TASK OBJECTIVE: Could you repeat the material below with "in this photo" swapped for "in this image" throughout, keeping every other word and line the same?

(Collected data)
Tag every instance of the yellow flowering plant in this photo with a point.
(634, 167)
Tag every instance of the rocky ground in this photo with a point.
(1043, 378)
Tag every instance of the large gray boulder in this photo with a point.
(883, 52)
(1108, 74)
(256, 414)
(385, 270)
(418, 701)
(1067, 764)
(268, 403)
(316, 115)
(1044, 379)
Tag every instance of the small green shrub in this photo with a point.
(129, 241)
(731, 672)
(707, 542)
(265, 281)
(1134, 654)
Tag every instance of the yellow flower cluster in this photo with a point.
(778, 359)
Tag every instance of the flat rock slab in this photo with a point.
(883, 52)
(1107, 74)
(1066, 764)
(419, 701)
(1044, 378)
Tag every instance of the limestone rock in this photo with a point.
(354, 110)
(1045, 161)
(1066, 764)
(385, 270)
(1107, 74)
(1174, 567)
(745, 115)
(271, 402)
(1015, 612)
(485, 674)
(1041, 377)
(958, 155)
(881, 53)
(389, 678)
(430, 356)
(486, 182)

SOLUTION TO THIS PROBLEM:
Tag every instance of the yellow flowering plant in this image with a point.
(634, 167)
Tag every instance of the rocky ground in this image with a point.
(1043, 378)
Tag every instance of the large gray boulder in this image with a point.
(883, 52)
(1108, 74)
(256, 414)
(385, 270)
(418, 701)
(1067, 764)
(268, 403)
(316, 115)
(1044, 379)
Tag every instance of the small green shrub in this image with a point.
(129, 241)
(731, 672)
(707, 542)
(265, 281)
(1134, 654)
Tag every instance of the yellow flower cluster in this image with a point.
(778, 359)
Tag every instance of the flat rock slab in this image with a point.
(883, 52)
(1107, 74)
(1066, 764)
(419, 701)
(1044, 378)
Tag every instance of the limestone rock in this image with a point.
(354, 110)
(1045, 161)
(1066, 764)
(385, 270)
(1107, 74)
(1174, 567)
(745, 115)
(271, 402)
(1015, 612)
(485, 674)
(1041, 377)
(958, 155)
(881, 53)
(389, 678)
(430, 356)
(486, 182)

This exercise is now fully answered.